DOCUMENTO DE ORIGEM -

************

Assista ao vídeo logo abaixo do texto

 

Pier Paolo Pasolini: Quando você chegou na Itália, ela era ainda pré-industrial, agrícola e artesanal. Agora, tornou-se uma nação bastante industrializada e produz uma literatura semelhante àquelas produzidas nos Estados Unidos e na Inglaterra, nesses últimos anos. Agora, a Itália é parte das nações industrializadas e culturalmente avançadas e então aflora um novo tipo de literatura que é típico das nações burguesas, industrializadas. Os movimentos de vanguarda se tornaram frequentes na Itália. Você reconhece a paternidade desses movimentos de agora na Itália ou não?
Ezra Pound: Você fala e “então nações culturalmente avançadas e industrializadas”. Eu não concordo com esse “então”: eu não gosto disso. É difícil responder à sua questão, porque os movimentos de vanguarda não se desenvolveram na Itália industrializada de agora. Esse fenômeno, de produtos vanguardistas, ocorre no mundo todo. E é impossível para mim manter-me informado e a par de todos. Eu diria que eu sou “raso” neste novo tema.

Pasolini: Seu nome é invocado pela nova vanguarda italiana. Você gosta ou não gosta disso?
Pound: Se é correta a tese de que o velho Ezra está no círculo escuro de seu passado muito mastigado, não me parece verossímil, mas talvez você esteja certo. Entretanto, eu não estou em uma posição que me permite ver com clareza o que acontece além da luz de neon das novas vanguardas em cotejo com as primeiras vanguardas do século XX. Eu espero que entendam e me perdoem, mas não consigo alcançá-las.

Pasolini: Quais são os artistas que você mais admira?
Pound: Eu admiro os artistas do Século XIV.

************

TRECHOS DOS DADOS -
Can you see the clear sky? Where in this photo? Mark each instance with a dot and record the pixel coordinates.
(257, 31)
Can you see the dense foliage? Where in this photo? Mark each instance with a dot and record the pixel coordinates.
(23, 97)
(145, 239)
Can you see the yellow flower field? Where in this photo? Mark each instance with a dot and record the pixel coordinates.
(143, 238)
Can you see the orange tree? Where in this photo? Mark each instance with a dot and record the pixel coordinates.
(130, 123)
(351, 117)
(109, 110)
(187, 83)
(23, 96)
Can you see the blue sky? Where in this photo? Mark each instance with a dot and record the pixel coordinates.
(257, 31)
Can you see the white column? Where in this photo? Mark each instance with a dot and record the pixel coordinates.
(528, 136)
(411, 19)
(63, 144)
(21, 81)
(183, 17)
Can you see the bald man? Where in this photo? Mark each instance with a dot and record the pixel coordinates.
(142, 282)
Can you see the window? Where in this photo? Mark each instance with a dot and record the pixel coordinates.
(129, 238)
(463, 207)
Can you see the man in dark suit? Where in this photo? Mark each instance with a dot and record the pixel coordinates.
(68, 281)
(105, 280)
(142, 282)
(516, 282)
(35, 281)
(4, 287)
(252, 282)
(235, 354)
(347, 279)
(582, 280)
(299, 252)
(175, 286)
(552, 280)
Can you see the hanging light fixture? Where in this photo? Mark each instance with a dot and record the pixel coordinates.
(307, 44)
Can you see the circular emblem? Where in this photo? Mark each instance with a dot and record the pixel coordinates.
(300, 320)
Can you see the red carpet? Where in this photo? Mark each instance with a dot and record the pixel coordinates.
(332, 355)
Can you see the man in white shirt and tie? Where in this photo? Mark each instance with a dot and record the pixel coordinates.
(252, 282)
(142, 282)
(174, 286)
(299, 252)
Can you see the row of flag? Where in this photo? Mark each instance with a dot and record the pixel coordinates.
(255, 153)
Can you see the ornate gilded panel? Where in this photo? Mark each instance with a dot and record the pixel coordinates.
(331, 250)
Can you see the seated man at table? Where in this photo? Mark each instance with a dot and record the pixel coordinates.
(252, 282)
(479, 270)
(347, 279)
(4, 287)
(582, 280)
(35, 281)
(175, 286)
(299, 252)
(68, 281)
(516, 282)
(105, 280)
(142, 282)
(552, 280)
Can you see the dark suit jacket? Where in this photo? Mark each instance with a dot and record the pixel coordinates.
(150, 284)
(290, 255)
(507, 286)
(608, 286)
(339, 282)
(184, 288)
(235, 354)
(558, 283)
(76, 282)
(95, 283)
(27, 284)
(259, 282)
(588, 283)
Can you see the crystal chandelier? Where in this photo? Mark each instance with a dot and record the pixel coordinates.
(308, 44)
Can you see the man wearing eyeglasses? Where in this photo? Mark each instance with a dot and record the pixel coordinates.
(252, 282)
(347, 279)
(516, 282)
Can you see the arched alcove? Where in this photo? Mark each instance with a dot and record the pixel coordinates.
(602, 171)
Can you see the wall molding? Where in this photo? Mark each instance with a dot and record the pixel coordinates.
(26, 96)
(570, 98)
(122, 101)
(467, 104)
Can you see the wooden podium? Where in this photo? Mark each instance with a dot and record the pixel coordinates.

************

PROBLEMA PROPOSTO A - Transcreva da entrevista com Ezra Pound o trecho que começa em "Pier Paolo Pasolini: Quando" e vai até "Itália ou não?", inclusive.
PROBLEMA PROPOSTO B - Na entrevista com Ezra Pound, de que século são os artistas que Pound mais admira?
PROBLEMA PROPOSTO C - Diga se cada afirmação concorda com a entrevista com Ezra Pound: (i) Pound concorda com o "então" usado por Pasolini; (ii) Pound afirma que o fenômeno dos produtos vanguardistas ocorre no mundo todo; (iii) segundo Pasolini, quando Pound chegou, a Itália já era industrializada.

RESULTADO CORRETO A -
Pier Paolo Pasolini: Quando você chegou na Itália, ela era ainda pré-industrial, agrícola e artesanal. Agora, tornou-se uma nação bastante industrializada e produz uma literatura semelhante àquelas produzidas nos Estados Unidos e na Inglaterra, nesses últimos anos. Agora, a Itália é parte das nações industrializadas e culturalmente avançadas e então aflora um novo tipo de literatura que é típico das nações burguesas, industrializadas. Os movimentos de vanguarda se tornaram frequentes na Itália. Você reconhece a paternidade desses movimentos de agora na Itália ou não?

RESULTADO CORRETO B - Do Século XIV.

RESULTADO CORRETO C -
(i) Não: "Eu não concordo com esse “então”".
(ii) Sim: "Esse fenômeno, de produtos vanguardistas, ocorre no mundo todo."
(iii) Não: "ela era ainda pré-industrial, agrícola e artesanal".